작성 지시: 아래에 있는 대규모 데이터 처리 문서에서 "Spark나 Hadoop과 연동이"부터 "확인 가능 (visualization)"까지 이어지는 부분을 빠짐없이 원문 그대로 베껴 쓰세요.

Process and analyze
3.1. Processing large-scale data
source systems (Google Cloud Storage, Bigtable, Google Cloud SQL) 읽어온 큰 데이터를 처리하고 정규화하고 집계함. 데이터 양이 커서 클러스터로 분산 처리하거나 소프트웨어 툴들의 도움을 받음
Dataproc
cluster에서 실행 (auto scaling)
기존 Hadoop, Hive, Spark 에플리캐이션과 연동
use case: Log processing, Reporting, On-demand Spark clusters, Machine learning
Dataflow
Serverless(cluster X), parallel 처리 (No-Ops)
Spark나 Hadoop과 연동이 아닌 새로운 데이터 pipeline 처리
use case: MapReduce 안쓰는 parallel processing, User analytics, Data science, ETL, Log processing
Dataprep
UI-Driven Data Preparation (No-Ops, 필요시 scaling 가능) use case: Machine learning, Analytics
connect Dataprep to BigQuery
1) Create Flow 2) Add dataset (import) 3) Select BigQuery (left pane) & Create dataset 4) Import & Add to Flow
inspect, process data
1) Edit Recipe dataset의 sample을 Transformer view에서 확인 가능 (visualization)

위치 지정 및 라벨링 항목
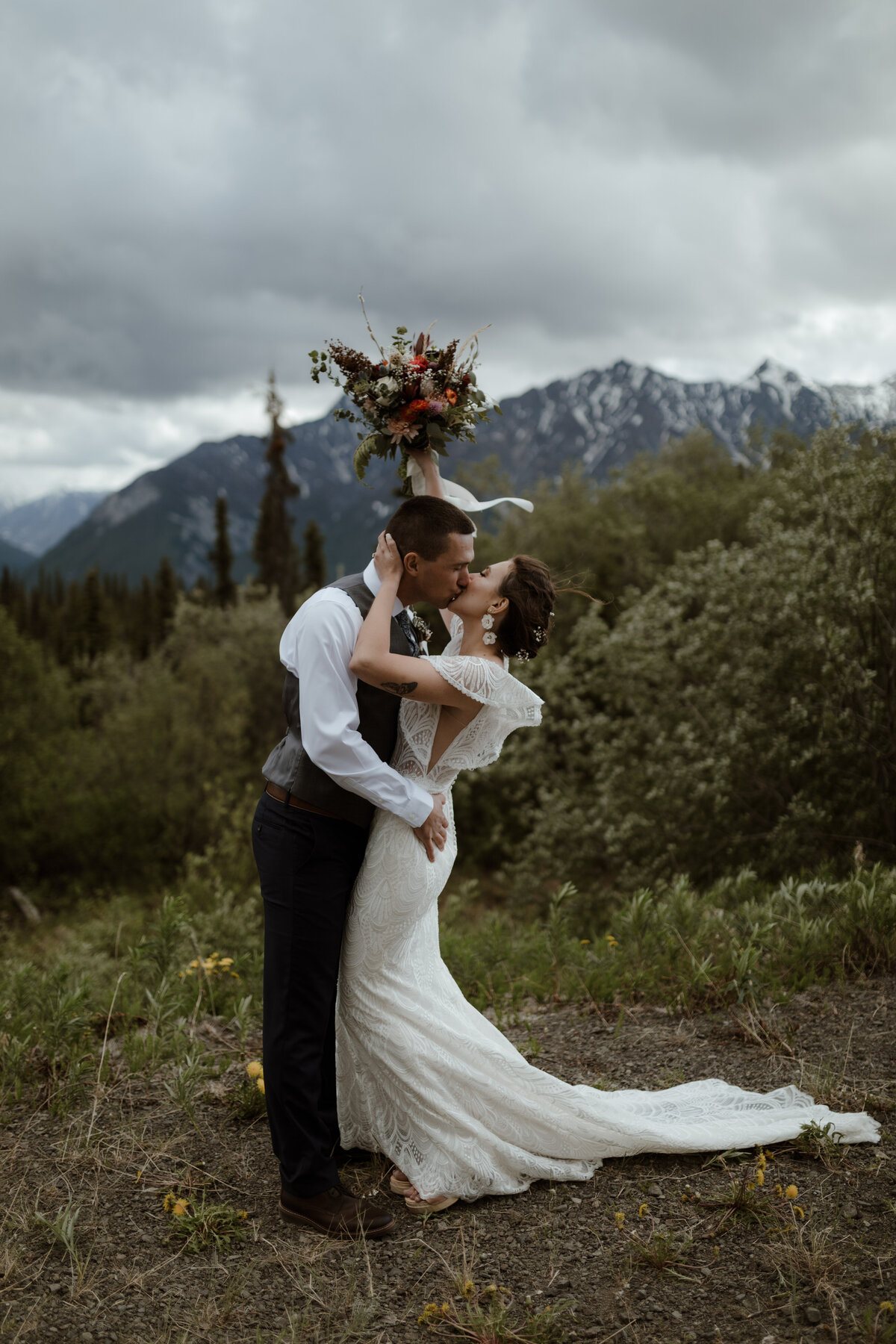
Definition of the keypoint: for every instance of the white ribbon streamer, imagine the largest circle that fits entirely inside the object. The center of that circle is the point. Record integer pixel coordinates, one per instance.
(460, 497)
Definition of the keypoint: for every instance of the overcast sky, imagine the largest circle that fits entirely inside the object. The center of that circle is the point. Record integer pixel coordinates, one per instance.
(195, 190)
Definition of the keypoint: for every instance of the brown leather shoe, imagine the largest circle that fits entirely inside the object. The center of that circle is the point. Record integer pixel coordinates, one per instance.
(337, 1214)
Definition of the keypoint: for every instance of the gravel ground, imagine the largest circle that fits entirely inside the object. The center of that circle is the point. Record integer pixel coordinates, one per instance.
(682, 1266)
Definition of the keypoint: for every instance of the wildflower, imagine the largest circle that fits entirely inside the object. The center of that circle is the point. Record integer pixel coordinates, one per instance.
(401, 430)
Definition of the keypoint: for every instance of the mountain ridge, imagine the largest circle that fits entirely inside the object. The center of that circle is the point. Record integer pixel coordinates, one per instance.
(601, 418)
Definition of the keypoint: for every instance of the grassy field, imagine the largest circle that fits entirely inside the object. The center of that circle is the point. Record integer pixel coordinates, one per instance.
(141, 1189)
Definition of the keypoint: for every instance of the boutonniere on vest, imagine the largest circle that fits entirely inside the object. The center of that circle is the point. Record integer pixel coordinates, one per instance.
(421, 626)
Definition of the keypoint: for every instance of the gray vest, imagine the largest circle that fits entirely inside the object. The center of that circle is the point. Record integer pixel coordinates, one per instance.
(290, 766)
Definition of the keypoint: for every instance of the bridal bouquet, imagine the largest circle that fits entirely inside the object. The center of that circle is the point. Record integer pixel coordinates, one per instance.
(417, 394)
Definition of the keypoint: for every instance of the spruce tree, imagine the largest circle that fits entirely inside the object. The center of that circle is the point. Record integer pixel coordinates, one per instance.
(314, 562)
(96, 624)
(222, 557)
(166, 593)
(274, 550)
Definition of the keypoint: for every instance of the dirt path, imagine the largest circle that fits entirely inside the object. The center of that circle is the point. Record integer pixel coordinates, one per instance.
(729, 1276)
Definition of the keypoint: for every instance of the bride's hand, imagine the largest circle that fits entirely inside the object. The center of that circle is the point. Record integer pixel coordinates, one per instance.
(388, 559)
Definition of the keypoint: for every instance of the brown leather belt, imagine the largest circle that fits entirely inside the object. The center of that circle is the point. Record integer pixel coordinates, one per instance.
(282, 796)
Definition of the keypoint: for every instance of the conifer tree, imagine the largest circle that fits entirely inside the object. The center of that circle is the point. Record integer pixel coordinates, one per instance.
(314, 562)
(274, 550)
(96, 626)
(222, 557)
(166, 593)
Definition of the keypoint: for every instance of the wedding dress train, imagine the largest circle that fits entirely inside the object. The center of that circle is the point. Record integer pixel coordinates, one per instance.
(426, 1080)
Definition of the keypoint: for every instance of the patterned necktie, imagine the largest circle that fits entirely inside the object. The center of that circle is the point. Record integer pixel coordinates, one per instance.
(410, 633)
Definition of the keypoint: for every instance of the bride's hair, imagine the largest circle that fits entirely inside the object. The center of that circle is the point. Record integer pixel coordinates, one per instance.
(527, 621)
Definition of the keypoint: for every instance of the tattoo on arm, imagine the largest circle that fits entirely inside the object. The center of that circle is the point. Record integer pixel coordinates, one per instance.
(399, 687)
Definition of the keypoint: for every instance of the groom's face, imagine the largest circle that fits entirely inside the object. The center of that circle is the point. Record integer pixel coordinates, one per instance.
(444, 578)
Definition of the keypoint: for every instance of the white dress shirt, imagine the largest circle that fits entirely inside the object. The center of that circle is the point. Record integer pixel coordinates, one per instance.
(317, 647)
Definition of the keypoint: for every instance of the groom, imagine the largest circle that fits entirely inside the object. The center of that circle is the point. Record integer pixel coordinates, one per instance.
(323, 785)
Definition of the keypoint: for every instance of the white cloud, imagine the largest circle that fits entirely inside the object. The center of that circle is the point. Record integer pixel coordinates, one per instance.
(202, 188)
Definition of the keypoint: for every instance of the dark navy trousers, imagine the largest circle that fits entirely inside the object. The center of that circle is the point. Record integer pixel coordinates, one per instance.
(307, 865)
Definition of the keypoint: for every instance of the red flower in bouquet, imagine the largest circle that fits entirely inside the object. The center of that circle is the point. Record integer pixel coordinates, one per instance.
(403, 394)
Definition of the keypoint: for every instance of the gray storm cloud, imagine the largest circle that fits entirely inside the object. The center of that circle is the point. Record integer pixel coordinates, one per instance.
(199, 190)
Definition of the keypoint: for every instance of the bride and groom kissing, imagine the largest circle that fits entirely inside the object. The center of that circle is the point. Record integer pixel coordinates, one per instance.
(367, 1039)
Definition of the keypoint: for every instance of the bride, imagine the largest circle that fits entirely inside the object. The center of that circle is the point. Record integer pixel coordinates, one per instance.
(422, 1075)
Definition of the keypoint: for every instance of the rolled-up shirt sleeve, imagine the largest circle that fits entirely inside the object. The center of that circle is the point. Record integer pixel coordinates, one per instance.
(317, 648)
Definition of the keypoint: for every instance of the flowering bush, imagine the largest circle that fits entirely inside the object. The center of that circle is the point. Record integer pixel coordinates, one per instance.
(415, 394)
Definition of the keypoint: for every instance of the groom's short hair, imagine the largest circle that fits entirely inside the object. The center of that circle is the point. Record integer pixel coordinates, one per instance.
(423, 524)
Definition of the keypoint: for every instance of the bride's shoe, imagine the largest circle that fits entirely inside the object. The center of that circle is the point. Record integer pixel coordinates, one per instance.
(399, 1184)
(430, 1206)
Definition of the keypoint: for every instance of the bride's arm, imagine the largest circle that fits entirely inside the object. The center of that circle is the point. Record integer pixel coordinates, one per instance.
(373, 662)
(433, 482)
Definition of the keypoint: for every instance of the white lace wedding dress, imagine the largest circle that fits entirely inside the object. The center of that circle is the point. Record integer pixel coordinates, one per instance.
(426, 1080)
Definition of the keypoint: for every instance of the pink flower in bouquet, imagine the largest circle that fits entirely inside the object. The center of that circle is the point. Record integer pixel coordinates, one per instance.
(401, 430)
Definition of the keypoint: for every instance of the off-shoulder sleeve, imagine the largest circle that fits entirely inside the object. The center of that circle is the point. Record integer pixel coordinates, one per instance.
(491, 685)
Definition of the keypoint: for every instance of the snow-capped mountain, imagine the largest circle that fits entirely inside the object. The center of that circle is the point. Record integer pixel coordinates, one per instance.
(602, 418)
(37, 526)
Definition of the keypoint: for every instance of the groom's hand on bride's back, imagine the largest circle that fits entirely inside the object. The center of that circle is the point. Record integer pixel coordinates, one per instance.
(433, 833)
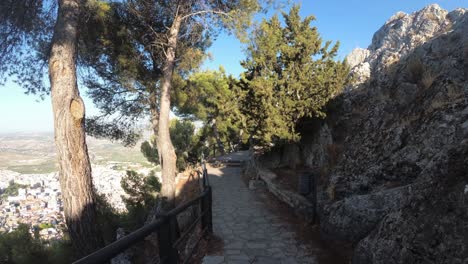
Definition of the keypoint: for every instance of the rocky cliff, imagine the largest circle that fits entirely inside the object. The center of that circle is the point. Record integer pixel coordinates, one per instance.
(393, 152)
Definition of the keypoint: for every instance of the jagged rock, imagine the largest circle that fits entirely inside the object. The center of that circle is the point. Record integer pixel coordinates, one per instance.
(397, 172)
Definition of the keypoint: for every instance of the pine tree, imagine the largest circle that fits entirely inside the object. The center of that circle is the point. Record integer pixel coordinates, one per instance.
(290, 74)
(212, 97)
(41, 36)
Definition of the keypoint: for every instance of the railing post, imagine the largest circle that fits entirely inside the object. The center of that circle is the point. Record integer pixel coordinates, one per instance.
(167, 235)
(206, 204)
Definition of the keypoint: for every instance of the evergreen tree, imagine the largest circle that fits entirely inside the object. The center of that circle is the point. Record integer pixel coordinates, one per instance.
(41, 36)
(290, 74)
(212, 97)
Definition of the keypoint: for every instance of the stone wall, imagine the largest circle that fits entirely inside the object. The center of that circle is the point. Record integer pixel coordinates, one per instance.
(393, 152)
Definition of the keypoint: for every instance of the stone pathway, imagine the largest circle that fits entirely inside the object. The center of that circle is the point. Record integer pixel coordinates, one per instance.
(251, 233)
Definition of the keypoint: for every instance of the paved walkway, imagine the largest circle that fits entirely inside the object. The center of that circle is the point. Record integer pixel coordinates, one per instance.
(251, 233)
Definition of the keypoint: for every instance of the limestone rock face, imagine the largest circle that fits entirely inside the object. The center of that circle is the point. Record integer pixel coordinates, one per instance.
(394, 147)
(400, 35)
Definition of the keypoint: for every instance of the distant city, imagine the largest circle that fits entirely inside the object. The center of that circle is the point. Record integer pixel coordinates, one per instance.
(35, 199)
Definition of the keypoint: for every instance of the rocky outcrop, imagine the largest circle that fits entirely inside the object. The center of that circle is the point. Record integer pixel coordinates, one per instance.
(393, 149)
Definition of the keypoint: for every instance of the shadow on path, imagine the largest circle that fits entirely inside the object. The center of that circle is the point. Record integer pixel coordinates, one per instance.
(250, 228)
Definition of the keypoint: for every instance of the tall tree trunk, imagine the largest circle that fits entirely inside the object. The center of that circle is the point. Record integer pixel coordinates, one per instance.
(155, 119)
(218, 138)
(168, 156)
(68, 107)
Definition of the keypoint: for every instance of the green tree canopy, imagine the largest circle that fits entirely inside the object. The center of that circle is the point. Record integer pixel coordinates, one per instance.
(290, 74)
(212, 97)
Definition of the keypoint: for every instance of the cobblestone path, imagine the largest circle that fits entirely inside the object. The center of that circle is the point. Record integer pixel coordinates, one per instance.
(250, 232)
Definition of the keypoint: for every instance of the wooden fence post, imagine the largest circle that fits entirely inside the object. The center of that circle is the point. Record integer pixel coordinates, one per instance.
(167, 235)
(206, 203)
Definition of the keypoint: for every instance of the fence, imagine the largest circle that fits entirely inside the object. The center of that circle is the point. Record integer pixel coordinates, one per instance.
(169, 237)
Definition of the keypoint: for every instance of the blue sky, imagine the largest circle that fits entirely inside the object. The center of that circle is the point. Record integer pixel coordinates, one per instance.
(353, 22)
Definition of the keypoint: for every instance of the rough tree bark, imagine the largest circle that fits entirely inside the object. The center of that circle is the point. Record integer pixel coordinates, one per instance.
(68, 107)
(165, 147)
(154, 111)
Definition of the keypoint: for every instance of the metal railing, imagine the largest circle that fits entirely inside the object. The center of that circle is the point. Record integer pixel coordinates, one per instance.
(167, 228)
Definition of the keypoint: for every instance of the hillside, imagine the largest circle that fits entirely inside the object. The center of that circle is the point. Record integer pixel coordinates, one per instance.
(391, 158)
(35, 153)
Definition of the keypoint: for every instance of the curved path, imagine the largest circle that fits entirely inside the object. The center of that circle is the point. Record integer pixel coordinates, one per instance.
(251, 233)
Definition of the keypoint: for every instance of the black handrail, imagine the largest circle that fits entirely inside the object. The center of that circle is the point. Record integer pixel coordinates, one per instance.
(168, 238)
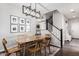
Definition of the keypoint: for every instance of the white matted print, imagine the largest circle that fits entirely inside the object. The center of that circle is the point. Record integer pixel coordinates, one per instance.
(14, 19)
(27, 28)
(14, 28)
(27, 21)
(22, 28)
(22, 21)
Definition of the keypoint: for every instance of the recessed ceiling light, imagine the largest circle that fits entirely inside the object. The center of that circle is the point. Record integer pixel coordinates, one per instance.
(72, 10)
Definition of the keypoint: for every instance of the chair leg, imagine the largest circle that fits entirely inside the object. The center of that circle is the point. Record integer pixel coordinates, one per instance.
(45, 51)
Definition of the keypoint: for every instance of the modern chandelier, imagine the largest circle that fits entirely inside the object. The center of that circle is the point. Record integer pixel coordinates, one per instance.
(28, 11)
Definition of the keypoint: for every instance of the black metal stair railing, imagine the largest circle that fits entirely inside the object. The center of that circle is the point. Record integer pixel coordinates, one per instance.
(61, 35)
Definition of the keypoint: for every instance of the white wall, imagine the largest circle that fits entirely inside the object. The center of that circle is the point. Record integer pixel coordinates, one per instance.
(6, 10)
(74, 27)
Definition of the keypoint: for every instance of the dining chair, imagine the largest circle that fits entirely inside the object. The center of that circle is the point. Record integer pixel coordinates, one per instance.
(35, 48)
(46, 43)
(9, 51)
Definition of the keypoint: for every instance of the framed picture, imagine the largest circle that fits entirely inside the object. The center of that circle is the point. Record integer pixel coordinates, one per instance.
(22, 21)
(22, 28)
(27, 21)
(14, 28)
(14, 19)
(28, 28)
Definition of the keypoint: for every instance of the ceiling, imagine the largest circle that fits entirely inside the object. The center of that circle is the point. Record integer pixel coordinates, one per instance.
(64, 8)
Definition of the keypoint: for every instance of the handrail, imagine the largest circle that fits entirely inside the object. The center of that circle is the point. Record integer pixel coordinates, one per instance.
(56, 27)
(55, 36)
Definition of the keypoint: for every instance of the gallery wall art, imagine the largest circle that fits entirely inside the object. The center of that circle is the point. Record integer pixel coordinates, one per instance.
(19, 24)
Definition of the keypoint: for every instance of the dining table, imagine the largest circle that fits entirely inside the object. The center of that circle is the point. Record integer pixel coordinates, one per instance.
(24, 39)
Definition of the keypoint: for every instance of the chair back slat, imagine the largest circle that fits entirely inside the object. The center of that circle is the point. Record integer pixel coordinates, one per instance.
(4, 45)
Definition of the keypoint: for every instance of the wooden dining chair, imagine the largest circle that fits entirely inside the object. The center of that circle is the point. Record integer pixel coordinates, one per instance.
(34, 48)
(9, 51)
(46, 43)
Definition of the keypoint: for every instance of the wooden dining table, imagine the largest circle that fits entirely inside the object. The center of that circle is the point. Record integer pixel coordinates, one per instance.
(26, 39)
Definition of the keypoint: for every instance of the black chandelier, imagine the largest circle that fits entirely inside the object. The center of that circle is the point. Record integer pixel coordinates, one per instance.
(28, 11)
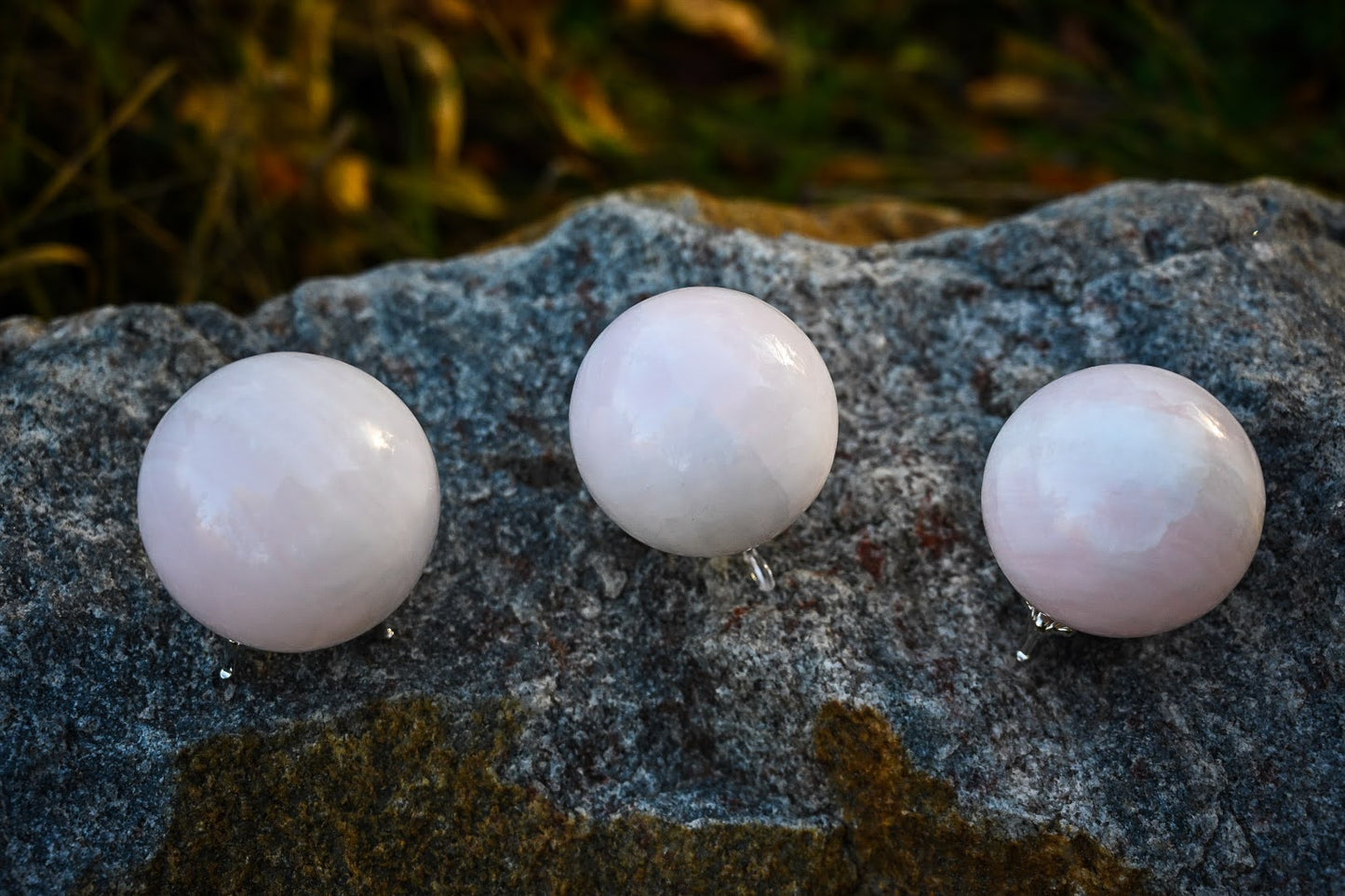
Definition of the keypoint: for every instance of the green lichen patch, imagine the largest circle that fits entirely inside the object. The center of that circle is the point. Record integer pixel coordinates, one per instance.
(398, 798)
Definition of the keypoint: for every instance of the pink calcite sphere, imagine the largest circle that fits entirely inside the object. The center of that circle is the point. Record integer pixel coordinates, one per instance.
(704, 421)
(288, 502)
(1123, 501)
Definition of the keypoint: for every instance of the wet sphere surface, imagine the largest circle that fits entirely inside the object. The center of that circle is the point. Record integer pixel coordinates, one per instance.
(1123, 501)
(704, 421)
(288, 501)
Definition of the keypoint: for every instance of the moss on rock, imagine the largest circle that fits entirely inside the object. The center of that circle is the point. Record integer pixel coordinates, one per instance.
(399, 798)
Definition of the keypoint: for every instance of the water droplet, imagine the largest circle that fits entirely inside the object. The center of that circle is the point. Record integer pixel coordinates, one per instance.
(759, 569)
(226, 662)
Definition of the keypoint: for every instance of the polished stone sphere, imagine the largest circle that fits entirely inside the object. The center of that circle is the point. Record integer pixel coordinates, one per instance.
(288, 502)
(1123, 501)
(704, 421)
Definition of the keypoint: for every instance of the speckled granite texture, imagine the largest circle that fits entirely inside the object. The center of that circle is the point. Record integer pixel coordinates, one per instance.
(671, 690)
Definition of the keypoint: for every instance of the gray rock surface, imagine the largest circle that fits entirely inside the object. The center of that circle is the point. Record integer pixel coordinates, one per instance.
(1212, 756)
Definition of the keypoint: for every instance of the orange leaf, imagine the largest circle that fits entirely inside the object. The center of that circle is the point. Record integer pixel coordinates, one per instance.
(278, 177)
(1009, 93)
(733, 20)
(346, 183)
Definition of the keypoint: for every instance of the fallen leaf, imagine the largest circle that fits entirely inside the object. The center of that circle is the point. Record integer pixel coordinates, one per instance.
(1009, 93)
(347, 183)
(733, 20)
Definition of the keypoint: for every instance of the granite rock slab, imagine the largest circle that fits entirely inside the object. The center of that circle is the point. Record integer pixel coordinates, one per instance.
(1212, 757)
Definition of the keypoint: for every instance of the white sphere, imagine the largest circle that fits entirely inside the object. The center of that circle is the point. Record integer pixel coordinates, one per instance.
(1123, 501)
(288, 501)
(704, 421)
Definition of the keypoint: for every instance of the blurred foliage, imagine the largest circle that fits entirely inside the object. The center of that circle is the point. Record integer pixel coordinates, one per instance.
(225, 150)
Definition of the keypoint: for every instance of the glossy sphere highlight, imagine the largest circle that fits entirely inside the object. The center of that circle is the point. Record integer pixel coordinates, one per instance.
(288, 501)
(704, 421)
(1123, 501)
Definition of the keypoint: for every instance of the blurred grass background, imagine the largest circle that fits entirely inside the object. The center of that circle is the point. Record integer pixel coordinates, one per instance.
(222, 151)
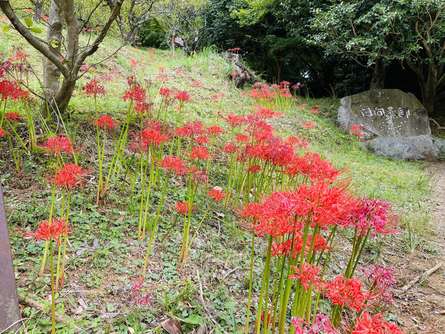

과제 결과:
Spark나 Hadoop과 연동이 아닌 새로운 데이터 pipeline 처리
use case: MapReduce 안쓰는 parallel processing, User analytics, Data science, ETL, Log processing
Dataprep
UI-Driven Data Preparation (No-Ops, 필요시 scaling 가능) use case: Machine learning, Analytics
connect Dataprep to BigQuery
1) Create Flow 2) Add dataset (import) 3) Select BigQuery (left pane) & Create dataset 4) Import & Add to Flow
inspect, process data
1) Edit Recipe dataset의 sample을 Transformer view에서 확인 가능 (visualization)